Swap "one point" for "a single point" in every one of the items below, and write all the lines out again with nothing else changed.
[begin Extracted information]
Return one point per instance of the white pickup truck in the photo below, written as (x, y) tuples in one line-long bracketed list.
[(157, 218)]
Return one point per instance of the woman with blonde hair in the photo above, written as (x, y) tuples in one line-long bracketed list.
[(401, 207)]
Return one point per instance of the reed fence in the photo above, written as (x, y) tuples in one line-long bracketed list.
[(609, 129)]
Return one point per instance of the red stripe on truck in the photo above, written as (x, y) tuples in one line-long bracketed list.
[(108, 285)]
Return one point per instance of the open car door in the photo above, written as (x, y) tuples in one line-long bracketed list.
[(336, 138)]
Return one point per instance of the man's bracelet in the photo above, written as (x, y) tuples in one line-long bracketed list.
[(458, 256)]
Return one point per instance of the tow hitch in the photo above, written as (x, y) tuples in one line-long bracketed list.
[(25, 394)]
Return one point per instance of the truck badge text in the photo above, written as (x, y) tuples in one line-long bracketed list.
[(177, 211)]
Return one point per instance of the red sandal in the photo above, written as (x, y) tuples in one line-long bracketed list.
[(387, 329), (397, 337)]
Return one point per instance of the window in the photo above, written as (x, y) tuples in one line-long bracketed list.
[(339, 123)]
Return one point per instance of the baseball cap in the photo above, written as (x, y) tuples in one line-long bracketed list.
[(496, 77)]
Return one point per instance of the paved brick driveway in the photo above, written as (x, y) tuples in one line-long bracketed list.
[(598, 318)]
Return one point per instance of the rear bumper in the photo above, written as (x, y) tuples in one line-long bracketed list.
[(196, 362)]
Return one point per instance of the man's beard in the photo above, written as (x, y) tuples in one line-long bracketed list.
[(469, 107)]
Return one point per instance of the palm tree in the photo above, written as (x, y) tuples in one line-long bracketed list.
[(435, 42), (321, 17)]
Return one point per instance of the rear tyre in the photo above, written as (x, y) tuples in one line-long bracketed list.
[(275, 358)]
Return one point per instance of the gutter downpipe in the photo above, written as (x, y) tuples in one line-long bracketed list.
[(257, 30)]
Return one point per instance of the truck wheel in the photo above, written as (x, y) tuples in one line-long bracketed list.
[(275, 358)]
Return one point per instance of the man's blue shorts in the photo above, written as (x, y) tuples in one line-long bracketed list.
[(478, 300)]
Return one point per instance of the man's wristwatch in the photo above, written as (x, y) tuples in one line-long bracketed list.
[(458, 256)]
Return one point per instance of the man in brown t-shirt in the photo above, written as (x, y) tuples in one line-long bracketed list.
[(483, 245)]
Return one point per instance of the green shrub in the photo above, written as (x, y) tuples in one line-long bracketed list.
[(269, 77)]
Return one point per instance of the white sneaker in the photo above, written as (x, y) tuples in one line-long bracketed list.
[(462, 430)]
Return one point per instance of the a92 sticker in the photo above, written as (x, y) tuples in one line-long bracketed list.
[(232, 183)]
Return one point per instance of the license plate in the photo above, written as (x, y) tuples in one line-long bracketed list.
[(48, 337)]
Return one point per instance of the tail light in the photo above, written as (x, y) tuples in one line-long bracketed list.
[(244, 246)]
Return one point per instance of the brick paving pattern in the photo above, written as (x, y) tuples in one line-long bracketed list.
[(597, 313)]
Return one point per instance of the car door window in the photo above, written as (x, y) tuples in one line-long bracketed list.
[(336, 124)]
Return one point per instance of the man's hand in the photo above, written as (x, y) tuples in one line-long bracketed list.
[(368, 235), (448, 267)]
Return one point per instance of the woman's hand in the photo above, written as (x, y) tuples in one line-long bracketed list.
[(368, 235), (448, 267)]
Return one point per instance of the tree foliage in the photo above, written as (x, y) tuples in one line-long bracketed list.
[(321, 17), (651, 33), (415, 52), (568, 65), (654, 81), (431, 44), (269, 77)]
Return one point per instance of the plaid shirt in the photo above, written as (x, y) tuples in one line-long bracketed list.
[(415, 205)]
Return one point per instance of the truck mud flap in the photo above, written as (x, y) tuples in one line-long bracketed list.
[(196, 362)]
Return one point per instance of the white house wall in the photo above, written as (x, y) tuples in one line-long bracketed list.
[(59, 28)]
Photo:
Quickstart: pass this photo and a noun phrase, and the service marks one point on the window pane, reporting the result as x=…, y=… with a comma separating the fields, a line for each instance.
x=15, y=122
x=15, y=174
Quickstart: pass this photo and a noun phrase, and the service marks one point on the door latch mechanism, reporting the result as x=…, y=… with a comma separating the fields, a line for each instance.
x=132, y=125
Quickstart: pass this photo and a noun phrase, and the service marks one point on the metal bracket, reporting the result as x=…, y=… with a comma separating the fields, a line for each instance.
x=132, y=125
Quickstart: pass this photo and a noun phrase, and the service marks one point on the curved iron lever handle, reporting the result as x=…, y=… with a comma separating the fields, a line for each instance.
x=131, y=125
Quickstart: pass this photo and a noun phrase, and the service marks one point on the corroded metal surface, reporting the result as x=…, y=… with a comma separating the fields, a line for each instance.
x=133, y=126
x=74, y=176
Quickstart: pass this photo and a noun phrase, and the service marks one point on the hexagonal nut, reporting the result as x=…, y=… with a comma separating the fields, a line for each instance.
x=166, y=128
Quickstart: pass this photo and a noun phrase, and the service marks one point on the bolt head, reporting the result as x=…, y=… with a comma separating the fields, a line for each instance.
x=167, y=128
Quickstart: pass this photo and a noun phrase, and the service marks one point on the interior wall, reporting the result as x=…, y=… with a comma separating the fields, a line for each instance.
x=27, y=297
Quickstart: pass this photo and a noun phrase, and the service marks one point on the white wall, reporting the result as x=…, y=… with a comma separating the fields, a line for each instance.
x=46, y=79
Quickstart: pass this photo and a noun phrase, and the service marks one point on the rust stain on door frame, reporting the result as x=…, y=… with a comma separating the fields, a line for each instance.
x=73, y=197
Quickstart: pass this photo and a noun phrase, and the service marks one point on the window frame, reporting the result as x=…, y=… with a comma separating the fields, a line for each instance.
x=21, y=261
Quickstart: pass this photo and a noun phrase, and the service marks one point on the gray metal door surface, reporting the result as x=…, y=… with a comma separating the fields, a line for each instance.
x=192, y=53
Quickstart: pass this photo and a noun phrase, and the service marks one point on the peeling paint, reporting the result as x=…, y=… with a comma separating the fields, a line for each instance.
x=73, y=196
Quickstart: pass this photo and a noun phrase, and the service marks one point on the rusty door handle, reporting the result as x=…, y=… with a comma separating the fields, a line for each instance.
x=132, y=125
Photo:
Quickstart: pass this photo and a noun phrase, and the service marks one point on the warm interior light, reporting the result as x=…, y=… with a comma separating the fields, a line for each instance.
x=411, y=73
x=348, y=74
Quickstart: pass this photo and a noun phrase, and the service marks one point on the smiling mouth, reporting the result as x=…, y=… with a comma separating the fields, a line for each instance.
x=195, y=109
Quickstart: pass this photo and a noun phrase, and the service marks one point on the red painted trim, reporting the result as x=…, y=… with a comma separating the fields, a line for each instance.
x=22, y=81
[end Extracted information]
→ Written solution:
Return a single point per instance of the white pickup truck in the photo below, written as (x, y) tuples in one line-long bracketed list.
[(157, 218)]
Return a single point per instance of the woman with blonde hair in the photo above, written as (x, y) tuples in one line-long bracketed list.
[(401, 207)]
Return a single point per instance of the reed fence in the photo above, written as (x, y) tuples in one line-long bracketed list.
[(609, 129)]
Return a single point per instance of the red stripe on truck in the photo above, written as (x, y) tuples in one line-long bracketed list.
[(108, 285)]
Return a single point per instance of the open car door in the photo above, written as (x, y) tuples in one line-long bracketed list.
[(336, 138)]
Return a single point per instance of the man's bracelet in the photo above, written as (x, y) tuples in one line-long bracketed list.
[(458, 256)]
Return a single point per instance of the tow hitch in the photo above, written as (x, y) tuples in one line-long bracketed list.
[(25, 394)]
Return a single point per instance of the truck badge text in the photo above, written as (x, y) tuples in one line-long bracketed list.
[(177, 211)]
Return a single point per instance of the red sandal in the photo above, written as (x, y) tuples in one line-long bracketed list.
[(387, 329), (397, 337)]
Return a single point per instance of the window in the photo above, written as (x, y) tuples in one line-long bracketed list.
[(339, 123)]
Return a single point per instance of the baseball cap in the photo above, written as (x, y) tuples in one line-long bracketed list.
[(496, 77)]
Return a single point per instance of the paved brick driveway in the photo above, written as (x, y) tuples in one line-long bracketed list.
[(598, 318)]
Return a single point per instance of the rear bumper in the photo above, written as (x, y) tuples in one line-long bracketed list.
[(196, 362)]
Return a single point per instance of the man's beard in the photo above, written as (x, y) tuples in one line-long bracketed list.
[(469, 107)]
Return a single point per instance of the palm tree in the photo above, written as (x, y) tuples in one line-long bracketed list.
[(435, 42), (321, 17)]
Return a single point per instance of the rear tyre in the photo above, written as (x, y) tuples in one line-long bracketed list.
[(275, 358)]
Return a single point per instance of the gutter downpipe in the photo above, written as (x, y) tuples in one line-long bracketed list.
[(257, 30)]
Return a single point per instance of the truck wheel in the photo above, written as (x, y) tuples in one line-long bracketed list.
[(275, 358)]
Return a single point per instance of the man's blue shorts in the photo above, written as (x, y) tuples in one line-long bracketed list.
[(478, 300)]
Return a single point per instance of the man's wristwatch in the photo above, written as (x, y) tuples in one line-long bracketed list.
[(458, 256)]
Return a single point per instance of the man in brown t-shirt in the photo above, written as (x, y) tuples in one line-long bracketed list.
[(483, 245)]
Return a single point per instance of the green shrub in the photo above, written as (x, y) tuples in one line-long bracketed list.
[(269, 77)]
Return a single point per instance of the white sneaker in the photo above, written as (x, y) tuples in one line-long bracketed list.
[(462, 430)]
Return a single point per instance of the a92 sticker in the photo above, written as (x, y) tuples in one line-long bracketed list.
[(232, 183)]
Return a single point per instance of the license plate in the photo above, written as (x, y) tuples in one line-long bracketed list.
[(48, 337)]
Return a single point per instance of the tail light in the photo above, written as (x, y) tuples in one line-long bracketed list.
[(244, 246)]
Return a single point per instance of the brick paving pattern in the photo above, written as (x, y) tuples in one line-long bracketed list.
[(597, 313)]
Return a single point per instance of the car door window in the photo above, written as (x, y) tuples in one line-long bracketed list.
[(336, 124)]
Return a single point per instance of the man's hand in the photo above, written as (x, y) tuples in one line-long bracketed list.
[(368, 235), (448, 267)]
Return a single point per instance of the woman's hand in the photo above, written as (x, y) tuples in one line-long bracketed list.
[(368, 235), (448, 267)]
Return a single point per instance of the tree foliage in the photo above, written as (x, y) tuples in one line-long bracketed list.
[(321, 17), (651, 33), (415, 52), (568, 65), (654, 81), (431, 44), (269, 77)]
Return a single point per instance of the plaid shirt in the photo above, written as (x, y) tuples in one line-long bracketed list.
[(415, 205)]
Return a single point per instance of the truck mud flap in the photo above, written as (x, y) tuples in one line-long bracketed list.
[(196, 362)]
Return a single point per instance of the white house wall in the photo above, written as (x, y) tuples in one line-long bracketed list.
[(59, 28)]
Photo:
Quickstart: pass this photo and a noun phrase, and the service marks a single point on the window pane, reporting the result as x=…, y=… with a comma separating the fields, a line for each instance.
x=15, y=122
x=15, y=174
Quickstart: pass this photo and a noun phrase, and the service marks a single point on the door latch mechanism, reporting the result as x=…, y=… with a comma separating the fields, a line for each instance.
x=132, y=125
Quickstart: pass this photo and a noun phrase, and the service marks a single point on the metal bracket, reporting the result as x=…, y=… with a comma separating the fields, a line for each instance.
x=132, y=125
Quickstart: pass this photo and a noun phrase, and the service marks a single point on the curved iron lever handle, reporting the result as x=…, y=… with a comma separating the fields, a line for each instance.
x=131, y=125
Quickstart: pass this photo and a noun phrase, and the service marks a single point on the corroded metal surface, reporting the result as x=…, y=… with a comma separating the fields, a line for each instance.
x=133, y=126
x=74, y=176
Quickstart: pass this photo and a noun phrase, and the service marks a single point on the hexagonal nut, reporting the result as x=…, y=… with a comma separating the fields, a line for each instance.
x=166, y=128
Quickstart: pass this photo and a noun phrase, and the service marks a single point on the bolt head, reporting the result as x=…, y=… with a comma separating the fields, a line for each instance.
x=167, y=128
Quickstart: pass this photo and a noun phrase, and the service marks a single point on the interior wall, reporting the result as x=…, y=… with a comma separating the fields, a line for each instance.
x=27, y=297
Quickstart: pass this photo and a noun phrase, and the service marks a single point on the white wall, reporting the result as x=…, y=… with a comma separating the fields, a line for each instance.
x=46, y=79
Quickstart: pass this photo and a noun phrase, and the service marks a single point on the rust stain on door frame, reporting the result as x=…, y=… with a comma separating the fields, a line for each instance.
x=73, y=197
Quickstart: pass this photo and a noun phrase, and the service marks a single point on the window frame, reporting the result as x=…, y=… with a comma separating the fields, a line for each instance.
x=21, y=261
Quickstart: pass this photo and a noun phrase, and the service marks a single point on the gray metal door surface, reporting the result as x=…, y=… with a comma separating the fields, a line for each instance.
x=192, y=53
Quickstart: pass this photo and a noun phrase, and the service marks a single point on the peeling paint, reporting the result as x=…, y=… with a comma separating the fields, a line for each instance.
x=73, y=196
Quickstart: pass this photo and a noun phrase, and the service marks a single point on the rusty door handle, reporting the result as x=…, y=… with a comma separating the fields, a line for each instance.
x=132, y=125
Photo:
Quickstart: pass this photo and a noun phrase, and the service marks a single point on the warm interior light, reporting the result as x=…, y=… with a comma separating the fields, a line for each instance.
x=411, y=73
x=348, y=74
Quickstart: pass this photo and a noun phrase, and the service marks a single point on the smiling mouth, reporting the result as x=…, y=… with a comma separating the fields, a line for each instance.
x=195, y=109
Quickstart: pass this photo and a noun phrase, and the service marks a single point on the red painted trim, reporting the result as x=…, y=… with a comma separating the fields, a line for each instance.
x=22, y=81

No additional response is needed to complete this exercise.